OBJECTIVE
Can you reproduce every one of the items below word for word, leaving the pictures out of your answer?

Rows from an object-pointing dataset
----------

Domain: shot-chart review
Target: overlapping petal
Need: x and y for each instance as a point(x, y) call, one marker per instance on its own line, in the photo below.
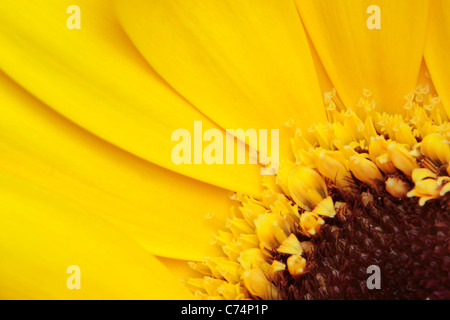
point(438, 47)
point(245, 64)
point(42, 234)
point(95, 77)
point(163, 211)
point(385, 61)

----------

SOLUTION
Domain: shot-chart review
Target: overlapping petal
Need: x and y for each instance as a point(x, y) call, one marker per instance on its own line, in the photo below.
point(438, 47)
point(245, 64)
point(42, 234)
point(95, 77)
point(163, 211)
point(385, 61)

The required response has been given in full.